Kültürel

Sonsuzluk Teorisi

0

2015 yapımı “Sonsuzluk Teorisi” filmi, ünlü matematikçi Sirinivasa Ramanujan‘ın hayatını konu alır. Genç yaşta hayatını kaybetmesine rağmen, birçok matematik formülünü ispat etmiş ve Cambridge Üniversitesi’nde dönemin diğer matematikçilerini, özellikle Godfrey Hardy’i çok etkilemiştir.

Ramanujan bir Hintlidir vee ırkçılık konusunda tarafgir ve kibirli olanlara kendini kabul ettirme gibi bir çabası hiç olmamıştır. Buna rağmen herkes tarafından kabul görmüştür. Rajuman film senaryosundaki gizlenmiş detaylardan da anlaşıldığı gibi sayılara ve ilişkilerine hayrandı. Ancak, Hindistan’daki yoksul insanlar için sayılar ve matematik formüllerinin ilişkisi fazla bir anlam taşımamaktaydı.

Genç matematikçi, iç dünyasında arzuladığı keşiflerle doluydu, ancak kimse onu anlayamıyordu. Yalnızlık, diğer farklı düşünenlerle aynı hissi paylaşmasına neden oluyordu. Matematik formülleriyle güçlü bir bağ kurduğunda, bunları anlayacak ve gösterecek birilerini bulma isteği artıyordu. Sayıları bir eser olarak görüyordu ve bunun uğruna anlamlı dünyasında yıllarını harcamaya hazırdı.

Onun sayılarla ilişkisi, ressamın renkleri tablosuna ustalıkla yerleştirmesi gibiydi. Sayıların varlığını sezgileriyle keşfetmişti. Neden formüllerle uğraştığını sorgulayanlara sadece gördüklerini ve hissettiklerini anlatabiliyordu. Ancak artık keşfetmek ve tüm dünyaya bunu göstermekten daha fazlasını istiyordu.

Görevler -
- A) Sonsuzluk Teorisi filmini anlatan metinden "Genç matematikçi, iç" sözcüklerinin yer aldığı noktadan başlayıp "yıllarını harcamaya hazırdı." sözcüklerinden sonra durarak ilgili bölümü aynen yeniden yazınız.
- B) Sonsuzluk Teorisi filmini anlatan metne göre aşağıdaki soruları yanıtlayınız.
(i) Film hangi yılın yapımıdır?
(ii) Ramanujan, Cambridge Üniversitesi'nde özellikle hangi matematikçiyi etkilemiştir?
(iii) Ramanujan'ın sayılarla ilişkisi neye benzetilmektedir?

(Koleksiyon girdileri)
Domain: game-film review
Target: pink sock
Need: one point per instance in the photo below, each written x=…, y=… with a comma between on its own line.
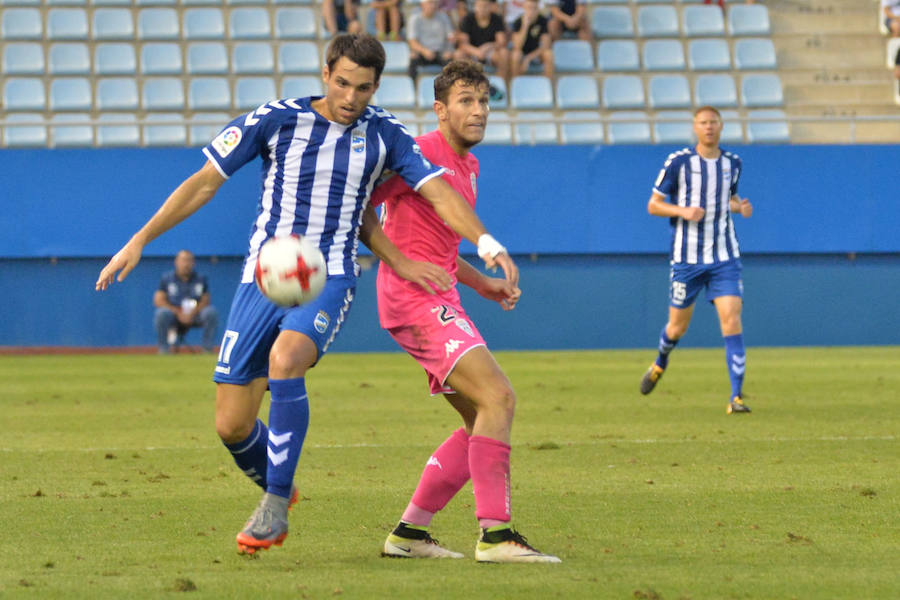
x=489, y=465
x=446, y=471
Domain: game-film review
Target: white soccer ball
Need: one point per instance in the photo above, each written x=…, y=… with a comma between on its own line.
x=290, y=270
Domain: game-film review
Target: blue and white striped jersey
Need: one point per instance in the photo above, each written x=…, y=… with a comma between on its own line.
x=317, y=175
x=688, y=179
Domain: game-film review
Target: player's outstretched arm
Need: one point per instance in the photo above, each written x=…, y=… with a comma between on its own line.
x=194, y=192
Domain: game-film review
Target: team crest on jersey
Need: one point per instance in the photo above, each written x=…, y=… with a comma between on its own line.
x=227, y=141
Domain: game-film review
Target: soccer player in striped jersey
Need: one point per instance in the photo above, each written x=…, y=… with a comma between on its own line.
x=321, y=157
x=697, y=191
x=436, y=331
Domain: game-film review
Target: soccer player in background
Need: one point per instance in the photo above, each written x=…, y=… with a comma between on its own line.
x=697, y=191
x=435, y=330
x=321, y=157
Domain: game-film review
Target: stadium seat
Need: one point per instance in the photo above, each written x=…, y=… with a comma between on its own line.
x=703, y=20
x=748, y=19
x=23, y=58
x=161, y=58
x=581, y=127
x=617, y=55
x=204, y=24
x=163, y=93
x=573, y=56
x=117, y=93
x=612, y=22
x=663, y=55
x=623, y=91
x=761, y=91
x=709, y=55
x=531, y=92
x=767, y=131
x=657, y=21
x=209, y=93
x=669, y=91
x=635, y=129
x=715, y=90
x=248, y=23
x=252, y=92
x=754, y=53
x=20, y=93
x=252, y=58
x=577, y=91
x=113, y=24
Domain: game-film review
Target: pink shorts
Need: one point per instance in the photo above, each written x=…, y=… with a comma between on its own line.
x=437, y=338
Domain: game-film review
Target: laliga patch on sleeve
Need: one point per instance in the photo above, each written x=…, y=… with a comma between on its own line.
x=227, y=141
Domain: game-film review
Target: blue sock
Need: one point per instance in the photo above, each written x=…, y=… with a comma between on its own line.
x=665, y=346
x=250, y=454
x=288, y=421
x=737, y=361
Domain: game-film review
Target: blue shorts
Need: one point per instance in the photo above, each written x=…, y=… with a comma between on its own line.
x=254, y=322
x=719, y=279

Verilen Yanıtlar -
- A)
Genç matematikçi, iç dünyasında arzuladığı keşiflerle doluydu, ancak kimse onu anlayamıyordu. Yalnızlık, diğer farklı düşünenlerle aynı hissi paylaşmasına neden oluyordu. Matematik formülleriyle güçlü bir bağ kurduğunda, bunları anlayacak ve gösterecek birilerini bulma isteği artıyordu. Sayıları bir eser olarak görüyordu ve bunun uğruna anlamlı dünyasında yıllarını harcamaya hazırdı.

- B)
(i) 2015
(ii) Godfrey Hardy
(iii) Ressamın renkleri tablosuna ustalıkla yerleştirmesine